◆ **Fragmento proporcionado**
►

La familia en Pozos de ambición es lo que más divide la atención del espectador. Encontraremos aquí dos grandes enfrentamientos: Daniel y HW, un hijo a quien quiere más que a nadie y a quien bautizó en petróleo cuando decidió adoptarlo como parte de su “ambicioso plan”, aunque no permitirá que ese amor se interponga en los negocios. El dolor del protagonista ante las crueles decisiones que se ve obligado a tomar por su codicia (y también por amor) lo llevan a arrastrar un sufrimiento que le pasará factura, haciendo que emerja un rencor violento cuando se separe de su vástago por segunda vez, siendo ahora él el abandonado, y no al contrario. El segundo enfrentamiento es con su familia política, ese cura diabólico que, por un inteligente juego del guion, será un reflejo del propio protagonista, poniendo en marcha la inquietante maquinaria resolutiva en un desenlace donde se aprecian las mayores diferencias con respecto al libro original de Upton Sinclair, Oil! (1927). ¿Qué fue de Paul?, el supuesto hermano de Eli que da la primera pista de dónde está la gran fuente de petróleo. Toda la trama se dirige a un cruce de identidades que se explica en tres momentos puntuales: El bautizo de Daniel, en contra de su voluntad, por motivos económicos; la negación de la fe de Eli, también tratando de complacer a Daniel para sacar provecho económicamente; y el último enfrentamiento definitivo, donde Daniel repite a Eli las mismas palabras exactamente con las que el pastor arremetió contra su padre años atrás. There will be blood, habrá sangre, ya veníamos avisados desde el comienzo, aunque esa última irreverencia, oculta en un giro narrativo, nos indica que la sangre homicida podría ser también auto-inducida en un atentado suicida, desde el punto de vista del doppelganger. “I am finished”, son las últimas palabras que oiremos, pudiendo significar, “he terminado” (una acción) o, “estoy terminado (mi vida ha terminado). El protagonista confunde así, ciego de ira y ambición, a sí mismo y a su alter ego, como Borges, desorientado y perdido en ese laberinto de libros invisibles, imaginó ser Groussac por no aceptar la casualidad, inexistente, prefiriendo la teoría del improbable azar.

◄

◆ **Material para la tarea**
►

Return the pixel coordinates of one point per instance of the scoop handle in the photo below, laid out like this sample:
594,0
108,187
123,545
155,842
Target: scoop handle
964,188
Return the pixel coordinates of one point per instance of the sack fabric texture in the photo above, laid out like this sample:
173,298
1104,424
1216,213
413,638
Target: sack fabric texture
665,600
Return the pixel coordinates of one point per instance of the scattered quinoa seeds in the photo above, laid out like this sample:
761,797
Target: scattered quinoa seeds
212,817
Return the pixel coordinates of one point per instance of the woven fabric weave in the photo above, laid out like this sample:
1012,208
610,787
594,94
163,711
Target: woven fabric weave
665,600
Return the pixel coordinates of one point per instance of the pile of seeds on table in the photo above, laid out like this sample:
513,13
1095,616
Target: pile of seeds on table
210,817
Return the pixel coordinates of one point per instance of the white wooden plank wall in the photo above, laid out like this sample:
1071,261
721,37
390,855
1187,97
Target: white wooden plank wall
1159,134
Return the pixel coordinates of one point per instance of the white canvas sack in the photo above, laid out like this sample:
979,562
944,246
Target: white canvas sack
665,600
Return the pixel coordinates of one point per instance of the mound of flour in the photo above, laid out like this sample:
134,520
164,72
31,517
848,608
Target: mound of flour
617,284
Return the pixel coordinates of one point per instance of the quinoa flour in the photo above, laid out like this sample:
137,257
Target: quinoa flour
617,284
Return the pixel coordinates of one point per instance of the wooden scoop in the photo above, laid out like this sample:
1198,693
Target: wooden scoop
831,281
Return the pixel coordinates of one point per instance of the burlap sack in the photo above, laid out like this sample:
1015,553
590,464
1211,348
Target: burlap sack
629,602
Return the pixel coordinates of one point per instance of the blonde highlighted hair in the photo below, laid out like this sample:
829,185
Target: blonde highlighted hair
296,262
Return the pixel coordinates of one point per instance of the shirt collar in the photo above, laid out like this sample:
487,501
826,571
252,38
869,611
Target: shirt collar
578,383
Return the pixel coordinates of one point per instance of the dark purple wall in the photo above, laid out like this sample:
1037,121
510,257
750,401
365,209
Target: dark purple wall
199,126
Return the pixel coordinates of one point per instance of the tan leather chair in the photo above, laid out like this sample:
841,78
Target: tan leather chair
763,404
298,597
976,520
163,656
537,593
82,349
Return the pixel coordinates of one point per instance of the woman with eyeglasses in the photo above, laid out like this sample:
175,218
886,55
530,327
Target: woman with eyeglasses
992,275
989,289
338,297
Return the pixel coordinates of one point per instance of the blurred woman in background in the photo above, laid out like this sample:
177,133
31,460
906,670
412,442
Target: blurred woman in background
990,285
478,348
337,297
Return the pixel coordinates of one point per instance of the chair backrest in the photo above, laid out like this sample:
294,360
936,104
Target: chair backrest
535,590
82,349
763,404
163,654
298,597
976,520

◄

◆ **Instrucciones de trabajo**
a: ¿Qué libro de Upton Sinclair se menciona en el fragmento como obra original?
b: Devuelve cada línea de las entradas en la que aparezca la cadena "below".
El fragmento y las entradas no guardan relación entre sí.

◆ **Resultados en orden**
a: Oil! (1927).

b:
Return the pixel coordinates of one point per instance of the scoop handle in the photo below, laid out like this sample:
Return the pixel coordinates of one point per instance of the blonde highlighted hair in the photo below, laid out like this sample:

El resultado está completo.